The listing below holds a line with "of the window" and a later line with "of the drainpipe". Write out those two lines and every line between them, exactly, and nothing else.

#### [THE DATA]
--------------------
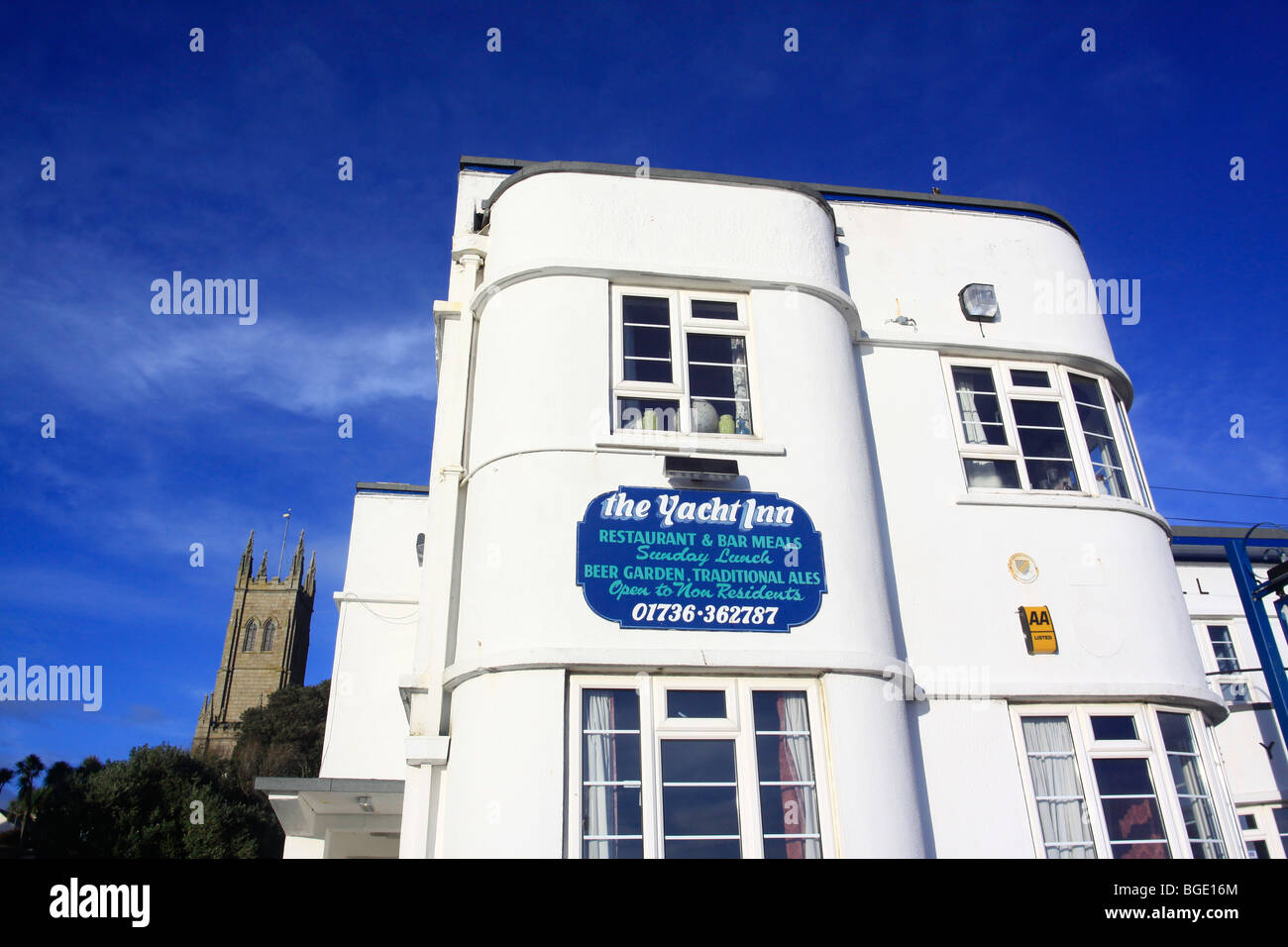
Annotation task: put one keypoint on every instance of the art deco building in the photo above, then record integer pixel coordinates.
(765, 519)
--------------------
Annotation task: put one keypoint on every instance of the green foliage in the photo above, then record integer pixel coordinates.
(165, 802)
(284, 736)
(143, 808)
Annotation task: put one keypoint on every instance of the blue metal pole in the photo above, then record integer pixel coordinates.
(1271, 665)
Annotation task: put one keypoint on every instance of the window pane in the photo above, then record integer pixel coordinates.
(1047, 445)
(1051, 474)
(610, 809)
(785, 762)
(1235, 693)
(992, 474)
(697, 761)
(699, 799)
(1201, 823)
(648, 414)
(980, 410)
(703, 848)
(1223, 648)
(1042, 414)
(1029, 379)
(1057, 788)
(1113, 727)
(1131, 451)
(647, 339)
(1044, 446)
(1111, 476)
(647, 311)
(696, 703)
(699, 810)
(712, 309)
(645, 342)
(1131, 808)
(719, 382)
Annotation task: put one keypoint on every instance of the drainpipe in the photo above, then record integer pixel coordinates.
--------------------
#### [ANSWER AREA]
Annotation task: put one keypoint on every instance of the window pane in the photo above, then record integer pixel coordinates.
(1047, 445)
(1051, 474)
(610, 809)
(785, 762)
(1235, 693)
(992, 474)
(697, 761)
(699, 799)
(1201, 823)
(648, 414)
(980, 410)
(703, 848)
(1223, 648)
(1042, 414)
(1029, 379)
(1057, 788)
(1113, 727)
(1131, 451)
(647, 339)
(1044, 446)
(1111, 476)
(647, 311)
(696, 703)
(699, 810)
(712, 309)
(645, 342)
(1131, 808)
(719, 382)
Annotation task: put one keypoint on every instance of the drainpipe in the photo above, then record integer pixel coordinates.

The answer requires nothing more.